▼▼▼

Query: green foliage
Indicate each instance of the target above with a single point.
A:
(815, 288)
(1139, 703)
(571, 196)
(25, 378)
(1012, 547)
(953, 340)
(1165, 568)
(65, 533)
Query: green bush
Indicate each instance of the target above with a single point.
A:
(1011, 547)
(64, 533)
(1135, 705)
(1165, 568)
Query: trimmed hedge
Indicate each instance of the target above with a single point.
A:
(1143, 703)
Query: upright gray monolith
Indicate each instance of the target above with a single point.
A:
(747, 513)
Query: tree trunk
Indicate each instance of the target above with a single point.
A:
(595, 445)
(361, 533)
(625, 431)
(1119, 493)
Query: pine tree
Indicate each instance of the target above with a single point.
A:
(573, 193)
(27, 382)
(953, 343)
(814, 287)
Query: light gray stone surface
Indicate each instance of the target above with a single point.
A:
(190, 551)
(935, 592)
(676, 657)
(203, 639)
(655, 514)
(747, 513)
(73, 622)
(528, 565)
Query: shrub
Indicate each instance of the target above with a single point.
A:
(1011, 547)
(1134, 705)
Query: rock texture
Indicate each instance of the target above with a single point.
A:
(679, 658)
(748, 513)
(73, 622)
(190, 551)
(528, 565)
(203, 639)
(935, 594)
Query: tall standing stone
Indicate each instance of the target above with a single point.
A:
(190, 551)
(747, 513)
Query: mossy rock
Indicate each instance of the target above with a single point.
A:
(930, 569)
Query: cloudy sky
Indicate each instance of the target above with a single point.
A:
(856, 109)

▲▲▲

**Task details**
Format every one of these records as a two-column CSV with the header request,answer. Write one row per record, put each field in double quotes, and replace any line breaks inside a field with spaces.

**Solved problem**
request,answer
"Query: green foliage Indicate each instance of the target above with a single point. A:","(815, 288) (1139, 703) (571, 196) (25, 378) (1012, 547) (953, 340) (1165, 568) (65, 533)"
"Query: green bush Indicate each instance of the target above with a single point. A:","(1011, 547) (64, 533) (1135, 705) (1165, 568)"
"Query: trimmed hedge Indicate each instance of the target above with a single point. A:","(1143, 703)"
"Query: upright gray monolith Indicate each instance of the target above with a single point. A:","(747, 513)"
"Query: tree trunk Indicate each instance of the target above with a single point. A:","(595, 445) (361, 533) (625, 431) (1119, 493)"
"Query: pine tree Indicate each instance of the target above with a single point. A:","(573, 193) (27, 382) (953, 343) (814, 287)"
"Query: light gray stone surface Indicate each instance of the target above with a single point. A:","(190, 551) (935, 592) (676, 657) (203, 639) (655, 514) (747, 513) (73, 622) (528, 565)"
"Query: shrub Indicate each instance of the target above with a single point. A:","(1011, 547) (1134, 705)"
"Query: rock texture Indicate each instance of the target above with a single point. A:","(679, 658) (748, 513) (73, 622) (190, 551) (528, 565) (203, 639) (935, 594)"
"Query: tall standing stone Indicate each instance of the target above with a single point. A:","(190, 551) (747, 513)"
"Query: mossy rock Indicate each instance of the target above with a single point. A:","(930, 569)"
"Query: cloudy sky Indicate each instance of the target above with a single point. A:","(856, 109)"